**RECORDS FOR THIS EXERCISE:**
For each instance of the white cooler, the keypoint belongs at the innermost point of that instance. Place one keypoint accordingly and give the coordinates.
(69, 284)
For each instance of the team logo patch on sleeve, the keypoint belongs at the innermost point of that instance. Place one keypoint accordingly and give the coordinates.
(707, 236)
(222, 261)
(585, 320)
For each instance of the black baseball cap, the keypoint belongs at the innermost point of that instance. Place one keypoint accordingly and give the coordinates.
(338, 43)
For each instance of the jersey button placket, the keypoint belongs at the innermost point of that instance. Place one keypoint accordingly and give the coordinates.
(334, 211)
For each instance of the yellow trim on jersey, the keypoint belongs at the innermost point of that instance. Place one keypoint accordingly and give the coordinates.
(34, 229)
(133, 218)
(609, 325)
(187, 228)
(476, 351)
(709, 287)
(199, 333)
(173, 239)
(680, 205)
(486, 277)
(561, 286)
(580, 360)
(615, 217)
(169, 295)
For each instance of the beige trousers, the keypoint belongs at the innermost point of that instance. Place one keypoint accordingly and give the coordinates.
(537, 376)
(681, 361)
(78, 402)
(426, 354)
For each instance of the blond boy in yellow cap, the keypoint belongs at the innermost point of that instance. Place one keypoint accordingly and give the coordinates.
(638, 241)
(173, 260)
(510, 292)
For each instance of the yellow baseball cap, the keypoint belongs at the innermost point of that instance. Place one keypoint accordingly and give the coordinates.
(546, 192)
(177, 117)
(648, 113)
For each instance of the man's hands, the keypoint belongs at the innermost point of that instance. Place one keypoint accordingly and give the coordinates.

**EXERCISE AIM:**
Everything in the listing should be written out exactly.

**RESPONSE AREA:**
For each instance of the white cooler, the keypoint belongs at the innermost point of that instance. Place one keypoint accordingly and give the coordinates.
(69, 284)
For each instance of the team logo patch on sleeve, the keypoint belongs at the innermost point of that instance. Place one keypoint accordingly and give the coordinates.
(707, 236)
(222, 261)
(585, 320)
For each instance of the black baseball cap, the keypoint belongs at the innermost point of that instance. Place one keypoint accordingly and give the coordinates.
(338, 43)
For each instance of the jersey button placket, the keypoint belongs at the innermost point of that instance. Place one keypoint accordingly and give the coordinates.
(334, 211)
For each instance of the yellow trim on jersey, the keypoint belongs at the innermost point of that instance. Place one keypoint accordingly and give the coordinates.
(34, 229)
(133, 218)
(609, 325)
(187, 228)
(476, 351)
(709, 287)
(199, 333)
(173, 239)
(680, 205)
(486, 277)
(561, 286)
(580, 360)
(615, 217)
(169, 295)
For each instance of the beige trousers, the keypoint belongs at the innermost point of that instance. Place one keypoint accordingly and give the coordinates.
(537, 376)
(681, 361)
(78, 402)
(426, 354)
For each instance of the blond boy in yellow cap, the keypoint belongs at the innermost point of that instance. Place one keypoint accordingly and give the coordinates.
(638, 241)
(173, 260)
(510, 292)
For each instance of the yellow baseball cap, the keypoint belongs at the innermost point of that instance. Place one keypoint accordingly and give the coordinates.
(546, 192)
(177, 117)
(648, 113)
For each instance of the man's hands, the keypoint belongs at the innermost point of that instance. Place one keypoint accordingly and give the coordinates.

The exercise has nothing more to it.